Task details: Which lines in the records below contain the word "dump"? Show each of those lines.

Dataset records:
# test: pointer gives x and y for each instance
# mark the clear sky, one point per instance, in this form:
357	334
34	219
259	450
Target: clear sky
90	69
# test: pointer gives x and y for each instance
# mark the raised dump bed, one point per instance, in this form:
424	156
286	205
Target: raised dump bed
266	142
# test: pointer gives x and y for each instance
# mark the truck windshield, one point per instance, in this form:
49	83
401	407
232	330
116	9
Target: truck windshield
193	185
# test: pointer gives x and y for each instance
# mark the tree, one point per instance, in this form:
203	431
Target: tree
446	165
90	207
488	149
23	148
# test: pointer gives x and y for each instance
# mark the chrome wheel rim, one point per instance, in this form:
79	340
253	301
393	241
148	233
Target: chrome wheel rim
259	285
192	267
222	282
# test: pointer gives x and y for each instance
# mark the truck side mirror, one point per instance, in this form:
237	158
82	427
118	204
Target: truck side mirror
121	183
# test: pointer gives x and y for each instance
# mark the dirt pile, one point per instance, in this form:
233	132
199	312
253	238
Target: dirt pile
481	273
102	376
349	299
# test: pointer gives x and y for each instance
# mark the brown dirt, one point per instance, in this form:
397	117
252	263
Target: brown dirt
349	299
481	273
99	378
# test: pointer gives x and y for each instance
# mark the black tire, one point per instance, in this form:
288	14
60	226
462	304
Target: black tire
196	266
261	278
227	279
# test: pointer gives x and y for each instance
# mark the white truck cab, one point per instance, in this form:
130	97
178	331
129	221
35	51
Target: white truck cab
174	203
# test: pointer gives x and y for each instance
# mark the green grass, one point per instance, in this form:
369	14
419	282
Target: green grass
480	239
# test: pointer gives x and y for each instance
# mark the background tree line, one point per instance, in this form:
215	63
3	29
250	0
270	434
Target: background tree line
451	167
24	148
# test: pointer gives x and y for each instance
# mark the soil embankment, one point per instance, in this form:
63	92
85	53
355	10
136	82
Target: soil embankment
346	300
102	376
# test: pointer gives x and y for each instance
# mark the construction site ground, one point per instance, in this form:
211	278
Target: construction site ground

Answer:
# mark the raised dump bed, one point per instance, in this form:
Target: raised dump bed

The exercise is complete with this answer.